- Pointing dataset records
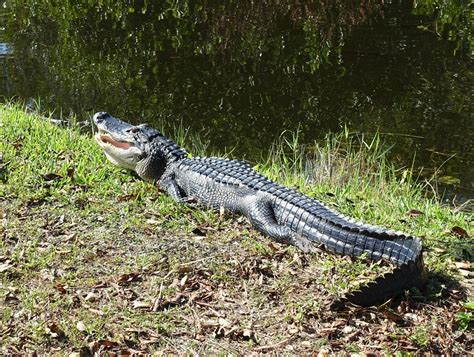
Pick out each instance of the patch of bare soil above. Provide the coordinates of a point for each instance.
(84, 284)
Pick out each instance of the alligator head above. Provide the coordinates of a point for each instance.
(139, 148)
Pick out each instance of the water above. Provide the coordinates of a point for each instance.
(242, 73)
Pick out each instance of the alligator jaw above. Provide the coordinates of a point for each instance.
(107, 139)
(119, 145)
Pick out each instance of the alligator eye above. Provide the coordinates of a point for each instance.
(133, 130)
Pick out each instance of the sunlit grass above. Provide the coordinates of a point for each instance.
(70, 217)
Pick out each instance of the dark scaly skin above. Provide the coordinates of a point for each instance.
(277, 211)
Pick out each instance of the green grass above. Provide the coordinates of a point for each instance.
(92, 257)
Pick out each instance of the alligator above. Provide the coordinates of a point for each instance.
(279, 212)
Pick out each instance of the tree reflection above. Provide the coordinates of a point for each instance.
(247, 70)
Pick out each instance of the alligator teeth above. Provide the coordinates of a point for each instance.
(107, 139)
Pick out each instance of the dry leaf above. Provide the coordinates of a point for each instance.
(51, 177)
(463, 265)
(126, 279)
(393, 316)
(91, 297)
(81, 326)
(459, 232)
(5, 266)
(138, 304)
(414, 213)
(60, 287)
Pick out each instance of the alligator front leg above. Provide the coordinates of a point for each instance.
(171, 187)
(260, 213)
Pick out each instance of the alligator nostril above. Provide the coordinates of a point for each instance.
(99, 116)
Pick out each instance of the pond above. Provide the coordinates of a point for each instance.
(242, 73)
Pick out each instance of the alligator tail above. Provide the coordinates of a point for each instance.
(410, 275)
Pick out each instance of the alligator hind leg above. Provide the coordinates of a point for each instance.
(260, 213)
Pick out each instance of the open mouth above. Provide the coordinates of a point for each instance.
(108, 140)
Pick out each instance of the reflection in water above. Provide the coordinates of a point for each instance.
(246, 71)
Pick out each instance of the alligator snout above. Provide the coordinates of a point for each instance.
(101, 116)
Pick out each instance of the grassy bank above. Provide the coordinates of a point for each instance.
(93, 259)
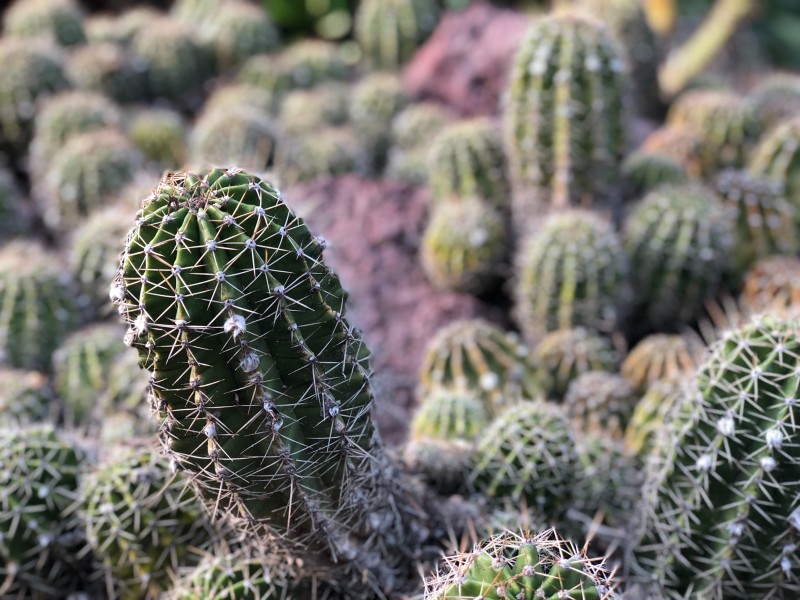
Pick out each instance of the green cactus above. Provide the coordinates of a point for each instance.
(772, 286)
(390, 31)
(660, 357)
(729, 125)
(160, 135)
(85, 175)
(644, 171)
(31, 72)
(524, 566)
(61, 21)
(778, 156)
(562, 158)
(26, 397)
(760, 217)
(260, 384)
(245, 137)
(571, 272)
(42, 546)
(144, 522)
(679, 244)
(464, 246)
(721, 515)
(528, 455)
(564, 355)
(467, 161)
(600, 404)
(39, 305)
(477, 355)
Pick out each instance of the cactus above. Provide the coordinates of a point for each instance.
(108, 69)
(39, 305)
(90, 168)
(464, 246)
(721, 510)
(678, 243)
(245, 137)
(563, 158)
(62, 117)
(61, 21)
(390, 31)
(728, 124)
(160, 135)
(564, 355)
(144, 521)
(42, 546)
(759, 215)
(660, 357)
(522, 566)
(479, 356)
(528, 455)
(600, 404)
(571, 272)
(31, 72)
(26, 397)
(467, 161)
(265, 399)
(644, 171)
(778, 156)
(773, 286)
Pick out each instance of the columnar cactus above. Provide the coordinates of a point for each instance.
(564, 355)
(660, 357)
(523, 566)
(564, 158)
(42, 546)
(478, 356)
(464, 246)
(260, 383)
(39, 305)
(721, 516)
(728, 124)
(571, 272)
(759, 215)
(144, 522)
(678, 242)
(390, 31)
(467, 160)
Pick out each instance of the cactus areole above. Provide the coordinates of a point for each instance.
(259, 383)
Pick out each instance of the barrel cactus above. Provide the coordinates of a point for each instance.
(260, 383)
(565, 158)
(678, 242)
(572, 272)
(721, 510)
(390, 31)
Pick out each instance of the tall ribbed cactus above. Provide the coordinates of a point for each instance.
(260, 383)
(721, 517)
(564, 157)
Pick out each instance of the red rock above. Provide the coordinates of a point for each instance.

- PROBLEM
Your task is to output exactly the lines running from the one with "Pick out each instance of the columnar" through the final line of the material above, with both ends included.

- EXPECTED ANSWER
Pick out each instance of the columnar cactus above. Provide the coordinates of a point for each instance.
(564, 355)
(660, 357)
(523, 566)
(564, 158)
(42, 546)
(478, 356)
(464, 246)
(260, 383)
(39, 305)
(721, 516)
(728, 124)
(571, 272)
(759, 215)
(144, 522)
(678, 242)
(390, 31)
(467, 160)
Pick out each instance of the cactus areole above. Provide the coordinates of a point for each instance.
(259, 383)
Pick out each instance of the barrel cactus above. Provide the coordinates of a point for each instance.
(260, 383)
(565, 158)
(678, 242)
(572, 272)
(721, 510)
(390, 31)
Pick out each instance of the tall ribbed cactus above. Provide the coordinates of a point for each instance.
(260, 383)
(721, 517)
(564, 157)
Pick out each instance of the red rock above. Provide the coordinates of a point for each instance.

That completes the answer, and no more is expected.